● SHORT EXERCISE
Rewrite the items below as a CSV with the header text,points and one row per item. Put each item's wording in the first field and its answer in the second, wrapping both in double quotes and replacing line breaks with spaces.

####################

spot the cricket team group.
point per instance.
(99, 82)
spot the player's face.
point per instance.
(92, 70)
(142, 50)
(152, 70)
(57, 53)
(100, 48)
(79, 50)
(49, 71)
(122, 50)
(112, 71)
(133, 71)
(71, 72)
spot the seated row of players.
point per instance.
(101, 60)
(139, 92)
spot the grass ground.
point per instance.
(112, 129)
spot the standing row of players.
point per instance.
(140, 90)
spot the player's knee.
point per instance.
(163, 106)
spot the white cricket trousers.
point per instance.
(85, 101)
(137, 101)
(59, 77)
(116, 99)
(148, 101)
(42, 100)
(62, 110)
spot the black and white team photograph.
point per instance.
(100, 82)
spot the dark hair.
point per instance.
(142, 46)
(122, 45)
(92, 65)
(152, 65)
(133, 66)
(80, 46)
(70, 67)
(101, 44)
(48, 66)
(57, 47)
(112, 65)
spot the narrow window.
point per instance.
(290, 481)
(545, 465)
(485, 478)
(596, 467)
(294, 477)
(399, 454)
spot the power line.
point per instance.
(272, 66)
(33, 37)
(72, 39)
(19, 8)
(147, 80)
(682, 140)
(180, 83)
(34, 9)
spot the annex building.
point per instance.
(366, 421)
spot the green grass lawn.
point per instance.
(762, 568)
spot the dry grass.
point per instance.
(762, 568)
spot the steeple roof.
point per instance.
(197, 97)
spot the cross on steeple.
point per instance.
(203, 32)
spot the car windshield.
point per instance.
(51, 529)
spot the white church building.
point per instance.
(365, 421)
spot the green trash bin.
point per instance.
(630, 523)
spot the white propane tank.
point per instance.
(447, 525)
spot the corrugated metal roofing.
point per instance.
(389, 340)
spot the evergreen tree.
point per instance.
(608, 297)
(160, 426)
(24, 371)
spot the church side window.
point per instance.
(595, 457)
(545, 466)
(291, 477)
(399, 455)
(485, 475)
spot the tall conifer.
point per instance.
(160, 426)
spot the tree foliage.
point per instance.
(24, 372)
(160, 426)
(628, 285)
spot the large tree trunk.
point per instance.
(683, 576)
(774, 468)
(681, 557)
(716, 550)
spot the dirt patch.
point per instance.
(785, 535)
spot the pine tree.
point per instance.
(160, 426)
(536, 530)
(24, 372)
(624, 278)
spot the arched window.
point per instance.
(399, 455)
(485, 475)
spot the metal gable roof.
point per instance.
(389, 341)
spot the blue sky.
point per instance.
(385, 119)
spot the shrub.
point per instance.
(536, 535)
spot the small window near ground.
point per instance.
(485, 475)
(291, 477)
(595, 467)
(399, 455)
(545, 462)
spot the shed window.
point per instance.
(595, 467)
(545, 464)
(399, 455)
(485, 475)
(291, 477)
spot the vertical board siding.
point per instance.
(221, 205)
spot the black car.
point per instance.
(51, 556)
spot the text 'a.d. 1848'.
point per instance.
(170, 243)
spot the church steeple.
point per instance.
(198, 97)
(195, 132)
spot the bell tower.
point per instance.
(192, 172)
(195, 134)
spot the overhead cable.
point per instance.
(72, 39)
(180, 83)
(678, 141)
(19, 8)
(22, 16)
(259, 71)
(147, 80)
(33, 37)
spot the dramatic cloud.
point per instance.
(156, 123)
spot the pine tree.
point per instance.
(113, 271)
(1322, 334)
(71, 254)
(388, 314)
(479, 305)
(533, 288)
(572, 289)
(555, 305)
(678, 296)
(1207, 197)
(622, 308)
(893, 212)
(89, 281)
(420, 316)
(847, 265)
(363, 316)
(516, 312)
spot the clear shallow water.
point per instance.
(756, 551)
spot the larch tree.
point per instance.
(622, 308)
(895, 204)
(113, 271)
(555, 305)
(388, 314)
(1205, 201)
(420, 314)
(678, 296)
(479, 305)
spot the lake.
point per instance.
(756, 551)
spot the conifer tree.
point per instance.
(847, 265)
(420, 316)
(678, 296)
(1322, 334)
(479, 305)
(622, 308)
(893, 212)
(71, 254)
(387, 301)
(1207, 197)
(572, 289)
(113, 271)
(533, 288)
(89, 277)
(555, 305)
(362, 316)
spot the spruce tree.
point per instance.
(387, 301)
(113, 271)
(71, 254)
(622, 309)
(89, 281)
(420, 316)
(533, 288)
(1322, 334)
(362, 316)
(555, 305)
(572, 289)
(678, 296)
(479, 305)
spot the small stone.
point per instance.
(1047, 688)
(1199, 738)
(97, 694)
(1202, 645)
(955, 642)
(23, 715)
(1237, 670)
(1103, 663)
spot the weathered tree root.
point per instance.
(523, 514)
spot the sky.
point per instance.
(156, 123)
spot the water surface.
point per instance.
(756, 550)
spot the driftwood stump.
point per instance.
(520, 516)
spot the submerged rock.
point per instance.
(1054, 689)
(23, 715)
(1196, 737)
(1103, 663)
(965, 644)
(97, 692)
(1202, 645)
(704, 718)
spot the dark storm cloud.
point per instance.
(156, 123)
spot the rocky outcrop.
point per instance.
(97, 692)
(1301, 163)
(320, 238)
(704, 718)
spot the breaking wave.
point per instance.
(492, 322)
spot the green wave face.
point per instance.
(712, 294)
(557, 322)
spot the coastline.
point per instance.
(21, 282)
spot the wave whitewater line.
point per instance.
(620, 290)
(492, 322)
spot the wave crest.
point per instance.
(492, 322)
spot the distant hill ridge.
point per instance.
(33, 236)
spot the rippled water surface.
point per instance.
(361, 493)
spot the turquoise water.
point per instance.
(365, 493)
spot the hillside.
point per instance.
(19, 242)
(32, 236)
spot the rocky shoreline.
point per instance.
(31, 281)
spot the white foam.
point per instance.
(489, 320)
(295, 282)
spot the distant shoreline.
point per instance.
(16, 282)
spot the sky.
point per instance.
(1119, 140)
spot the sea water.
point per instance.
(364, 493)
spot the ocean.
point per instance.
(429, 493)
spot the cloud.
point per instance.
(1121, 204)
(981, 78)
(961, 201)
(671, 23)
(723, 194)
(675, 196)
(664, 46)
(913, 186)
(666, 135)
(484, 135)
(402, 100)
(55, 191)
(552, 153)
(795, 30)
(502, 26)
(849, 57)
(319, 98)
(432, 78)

####################

● ANSWER TO THE PROBLEM
text,points
"spot the cricket team group. point per instance.","(99, 82)"
"spot the player's face. point per instance.","(92, 70) (142, 50) (152, 70) (57, 53) (100, 48) (79, 50) (49, 71) (122, 50) (112, 71) (133, 71) (71, 72)"
"spot the seated row of players. point per instance.","(101, 60) (139, 92)"
"spot the grass ground. point per instance.","(112, 129)"
"spot the standing row of players. point per instance.","(140, 90)"
"spot the player's knee. point per instance.","(163, 106)"
"spot the white cricket trousers. point per instance.","(85, 101) (137, 101) (59, 77) (116, 99) (148, 101) (42, 100) (62, 110)"
"spot the black and white team photograph. point per instance.","(100, 82)"
"spot the dark hair. point per instance.","(142, 46) (122, 45) (92, 65) (152, 65) (133, 66) (80, 46) (70, 67) (101, 44) (48, 66) (57, 47) (112, 65)"
"spot the narrow window. point per instance.","(290, 481) (545, 465) (485, 478) (596, 467) (294, 477) (399, 454)"
"spot the power line. point per instance.","(272, 66) (33, 37) (72, 39) (19, 8) (147, 80) (682, 140) (180, 83) (34, 9)"
"spot the annex building. point per instance.","(366, 421)"
"spot the green grass lawn. point per instance.","(762, 568)"
"spot the dry grass. point per instance.","(762, 568)"
"spot the steeple roof. point per instance.","(197, 97)"
"spot the cross on steeple. point per instance.","(203, 32)"
"spot the car windshield. point per instance.","(51, 529)"
"spot the white church building. point per instance.","(365, 421)"
"spot the green trash bin. point per instance.","(630, 523)"
"spot the white propane tank. point per instance.","(447, 525)"
"spot the corrugated metal roofing. point per instance.","(389, 340)"
"spot the evergreen tree. point per instance.","(608, 297) (160, 426) (24, 371)"
"spot the church side window. point per instance.","(595, 457) (545, 466) (291, 477) (399, 455) (485, 475)"
"spot the tall conifer. point per instance.","(160, 426)"
"spot the tree foliage. point per instance.","(24, 372) (160, 426) (628, 285)"
"spot the large tree trunk. point per instance.","(683, 576) (774, 468) (681, 557) (716, 550)"
"spot the dirt patch. point per instance.","(785, 535)"
"spot the pine tree. point per instance.","(160, 426) (536, 530) (24, 372) (624, 278)"
"spot the arched window. point per instance.","(399, 455) (485, 475)"
"spot the metal gable roof. point per instance.","(389, 341)"
"spot the blue sky. point per instance.","(385, 119)"
"spot the shrub. point per instance.","(536, 535)"
"spot the small window near ground. point per instance.","(485, 475) (291, 477) (595, 467) (399, 455) (545, 462)"
"spot the shed window. point per instance.","(595, 467) (545, 464) (399, 455) (485, 475) (291, 477)"
"spot the vertical board siding. point per instance.","(221, 205)"
"spot the black car. point per instance.","(51, 556)"
"spot the text 'a.d. 1848'. point per instance.","(170, 243)"
"spot the church steeple. point per instance.","(198, 97) (195, 132)"
"spot the bell tower. point per instance.","(192, 172) (195, 134)"
"spot the overhead cable. point per instance.","(72, 39) (180, 83) (678, 141) (19, 8) (22, 16) (259, 71) (147, 80) (33, 37)"
"spot the dramatic cloud. point per instance.","(156, 123)"
"spot the pine tree. point per instance.","(113, 271) (1322, 334) (71, 254) (388, 314) (479, 305) (533, 288) (572, 289) (555, 305) (678, 296) (1207, 197) (622, 308) (893, 212) (89, 281) (420, 316) (847, 265) (363, 316) (516, 312)"
"spot the clear shallow water. point per instance.","(756, 551)"
"spot the larch tree. point per instance.","(622, 308) (895, 204) (113, 271) (555, 305) (388, 314) (1205, 201) (420, 314) (678, 296) (479, 305)"
"spot the lake. point per instance.","(756, 551)"
"spot the conifer tree. point per instance.","(847, 265) (420, 316) (678, 296) (1322, 334) (479, 305) (622, 308) (893, 212) (71, 254) (387, 301) (1207, 197) (572, 289) (113, 271) (533, 288) (89, 277) (555, 305) (362, 316)"
"spot the spruce tree. point per instance.","(387, 301) (113, 271) (71, 254) (622, 309) (89, 281) (420, 316) (533, 288) (1322, 334) (362, 316) (555, 305) (572, 289) (678, 296) (479, 305)"
"spot the small stone. point per instance.","(1047, 688) (1199, 738) (97, 694) (1202, 645) (955, 642) (23, 715) (1237, 670) (1103, 663)"
"spot the weathered tree root. point per instance.","(523, 514)"
"spot the sky. point per instance.","(156, 123)"
"spot the water surface. point per instance.","(756, 550)"
"spot the driftwood stump. point per instance.","(520, 516)"
"spot the submerged rock. point per instance.","(1054, 689) (23, 715) (1196, 737) (1103, 663) (965, 644) (97, 692) (1202, 645) (704, 718)"
"spot the dark storm cloud. point per instance.","(156, 123)"
"spot the rocky outcrop. point per instance.","(97, 692) (1301, 163) (320, 238) (704, 718)"
"spot the breaking wave. point per instance.","(492, 322)"
"spot the green wave face. point per instance.","(712, 294) (557, 322)"
"spot the coastline. point per instance.","(21, 282)"
"spot the wave whitewater line. point per instance.","(620, 290) (492, 322)"
"spot the wave crest. point per instance.","(492, 322)"
"spot the distant hill ridge. point per instance.","(33, 236)"
"spot the rippled water surface. point per instance.","(361, 493)"
"spot the turquoise water. point per instance.","(365, 493)"
"spot the hillside. point per instance.","(19, 242) (32, 236)"
"spot the rocky shoreline. point per instance.","(31, 281)"
"spot the white foam. point per instance.","(489, 320) (295, 282)"
"spot the distant shoreline. point per instance.","(16, 282)"
"spot the sky. point per instance.","(1119, 140)"
"spot the sea water. point per instance.","(364, 493)"
"spot the ocean. point per instance.","(429, 493)"
"spot the cloud. point per instance.","(1121, 204) (981, 78) (961, 201) (671, 23) (723, 194) (675, 196) (664, 46) (913, 186) (666, 135) (484, 135) (402, 100) (55, 191) (552, 153) (795, 30) (502, 26) (849, 57) (319, 98) (432, 78)"